■ **PROBLEM**
Below are entries. Copy exactly the lines running from the line that holds "Target: blue t-shirt" to the line that holds "Where can you see the blue shirt?", with both ends included.

■ **DATA EXTRACT**
* * *
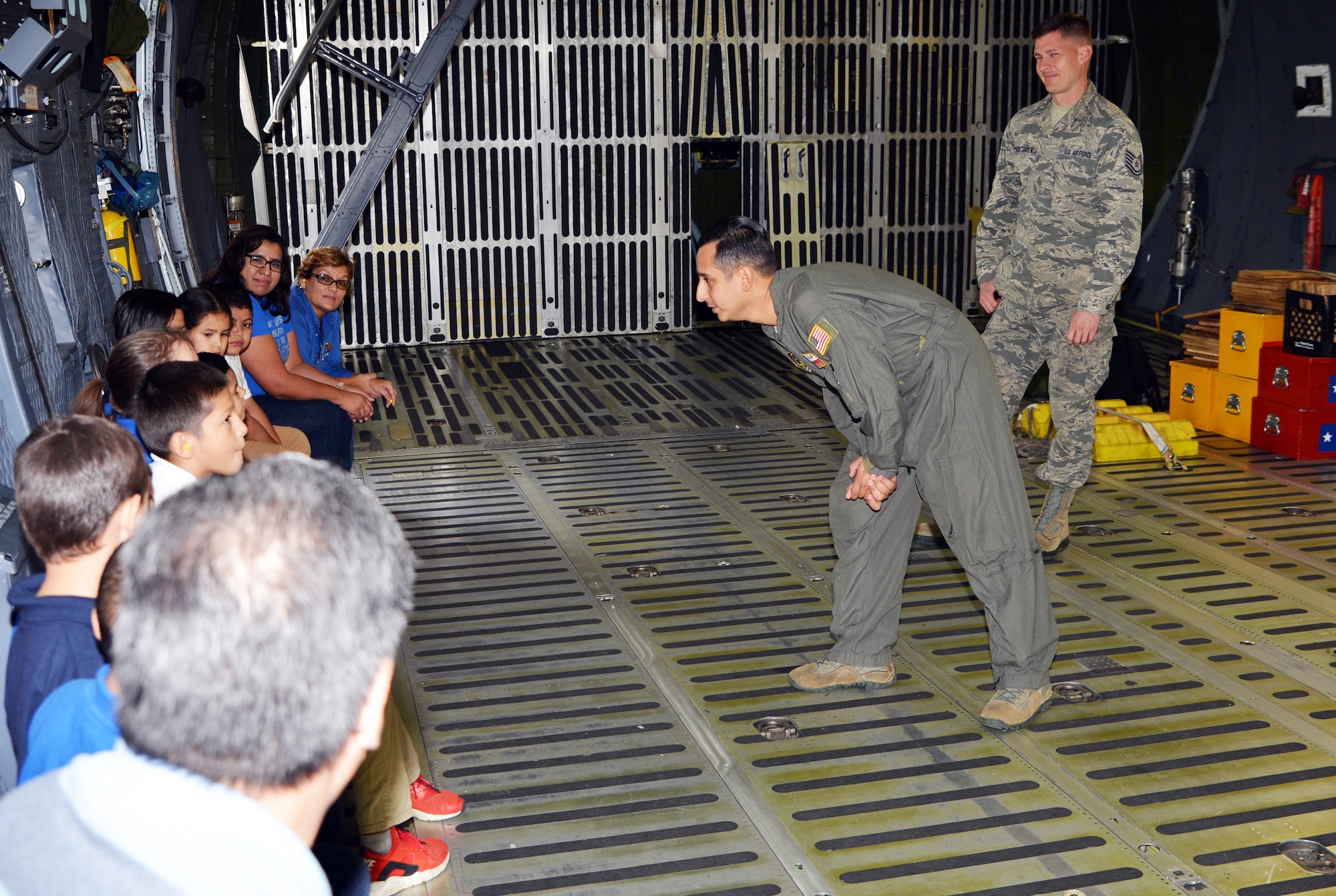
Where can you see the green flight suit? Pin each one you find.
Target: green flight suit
(909, 383)
(1060, 234)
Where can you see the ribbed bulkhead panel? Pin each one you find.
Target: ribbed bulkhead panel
(546, 189)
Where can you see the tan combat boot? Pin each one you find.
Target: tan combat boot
(1051, 529)
(830, 675)
(1013, 708)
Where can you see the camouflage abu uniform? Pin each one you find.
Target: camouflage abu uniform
(1059, 236)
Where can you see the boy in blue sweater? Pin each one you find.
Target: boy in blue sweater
(81, 715)
(82, 487)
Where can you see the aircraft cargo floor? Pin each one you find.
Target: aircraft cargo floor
(623, 549)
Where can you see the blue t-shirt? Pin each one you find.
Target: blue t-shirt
(317, 337)
(78, 718)
(269, 325)
(53, 644)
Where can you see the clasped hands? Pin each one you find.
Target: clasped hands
(869, 487)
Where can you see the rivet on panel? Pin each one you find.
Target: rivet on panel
(777, 728)
(1075, 692)
(1310, 855)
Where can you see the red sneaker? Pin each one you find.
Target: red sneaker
(431, 805)
(411, 862)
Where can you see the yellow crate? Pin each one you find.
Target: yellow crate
(1242, 337)
(1130, 441)
(1232, 401)
(1192, 392)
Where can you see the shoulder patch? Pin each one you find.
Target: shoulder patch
(1135, 164)
(822, 336)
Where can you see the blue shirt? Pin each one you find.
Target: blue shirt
(317, 337)
(78, 718)
(53, 644)
(269, 325)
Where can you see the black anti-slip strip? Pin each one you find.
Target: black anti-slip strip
(972, 861)
(918, 799)
(570, 883)
(889, 775)
(1215, 822)
(882, 838)
(589, 785)
(1231, 787)
(1163, 738)
(1060, 885)
(583, 735)
(1192, 762)
(591, 813)
(558, 762)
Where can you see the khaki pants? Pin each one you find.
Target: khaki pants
(381, 786)
(289, 440)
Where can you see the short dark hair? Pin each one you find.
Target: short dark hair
(255, 620)
(1069, 25)
(109, 603)
(217, 363)
(69, 479)
(176, 399)
(142, 310)
(128, 364)
(198, 304)
(232, 297)
(741, 241)
(229, 268)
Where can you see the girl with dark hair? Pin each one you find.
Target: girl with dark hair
(256, 262)
(145, 310)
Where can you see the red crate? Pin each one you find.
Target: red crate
(1294, 432)
(1299, 381)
* * *
■ **EXERCISE RESULT**
Target: blue t-shirt
(317, 337)
(78, 718)
(269, 325)
(53, 644)
Where can you see the clasped hands? Pin each one you find.
Target: clasped hands
(869, 487)
Where can you see the rivet on panel? Pin each one you find.
Target: rivet on panel
(777, 728)
(1075, 692)
(1310, 855)
Where can you see the red sneaker? Pin each one you find.
Target: red sneaker
(431, 805)
(411, 862)
Where can you see the yellow crate? Pin each one you find.
Target: yellow crate
(1242, 337)
(1130, 441)
(1232, 401)
(1192, 392)
Where can you see the shoulder patch? Pin each one you find.
Target: shoulder patch
(1135, 164)
(822, 336)
Where can you see the blue shirt? Pin each one you find.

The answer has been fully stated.